(Extracted text)

# Compact flourescent lights???



## KindMind (May 26, 2006)

what is the best fixture to buy to use these bulbs, I have 2 of them and want to grow some pot from the seeds I found in a bag of chronic.  How many plants can I have with these lights??  I just want to have some for personal and I am sick of buying on the street.  How long does it take for these seeds to get to buds if I grow them indoors?? thanks


----------



## AZshwagg (May 26, 2006)

if you have two bulbs I would use a dual bulb connecter and shop light fixture. depending on the wattge of the bulb is what determines how many plants you can grow, rember 50 watts per sq ft. or 3000 lumens per sq ft. I'm still on my first grow so I can't comment on how long it takes to get bud, but every seed has different genetics and are different strains. Typically you can veg for 2 mnths and flower two mnths, hope this helps a little. good luck man and keep us posted!!!!!!!


----------



## Mutt (May 27, 2006)

AZshwagg said:
			
		

> rember 50 watts per sq ft. or 3000 lumens per sq ft. I'm still on my first grow so I can't comment on how long it takes to get bud, but every seed has different genetics and are different strains. Typically you can veg for 2 mnths and flower two mnths, hope this helps a little. good luck man and keep us posted!!!!!!!


 
AZschwagg is correct. Let me make some revisions to his statements though.
the 50W per sq.ft. applies to HID lighting. When dealing with Florous use the lumen method. The more lumens the better.

You veg until you see alternating nodes. (this is in the "Sex Ed" thread in gec. indoor growing)

Indicas flower for at least 2 months. Sativas even longer. up to 3 months sometimes.

To get a good personal stash of herb, florous will be fine in veg. but come flower. HID is the best option for maximizing your plants potential.

I would recommend reading a grow guide. I have one on my nightstand and about 20 on my computer with tons of other reading info. I read a report or grow guide everyday. 

http://www.marijuanapassion.com/forumWOW/Full-Marijuana-Growing-Guide.html

http://greenmanspage.com/guides/


----------



## CaptainViper (May 28, 2006)

(End Extracted text)
(Raw data)

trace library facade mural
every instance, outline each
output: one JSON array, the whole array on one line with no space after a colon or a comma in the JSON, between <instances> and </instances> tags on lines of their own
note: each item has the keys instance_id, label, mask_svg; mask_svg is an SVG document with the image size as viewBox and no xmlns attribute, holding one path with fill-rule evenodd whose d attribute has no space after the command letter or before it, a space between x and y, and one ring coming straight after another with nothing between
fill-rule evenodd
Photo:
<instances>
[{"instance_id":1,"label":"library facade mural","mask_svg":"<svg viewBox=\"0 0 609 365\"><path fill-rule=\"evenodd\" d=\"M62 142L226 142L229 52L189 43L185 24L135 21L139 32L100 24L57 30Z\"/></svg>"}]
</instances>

(End Raw data)

Problems and tasks:
A - Could you quote the part of the compact fluorescent lights thread that opens with the words containing "You veg until" and closes with "3 months sometimes."?
B - How would you render the sentence "Indicas flower for at least 2 months." from the compact fluorescent lights thread in Spanish?

Expected responses:
A -
You veg until you see alternating nodes. (this is in the "Sex Ed" thread in gec. indoor growing)

Indicas flower for at least 2 months. Sativas even longer. up to 3 months sometimes.

B - Las índicas florecen durante al menos 2 meses.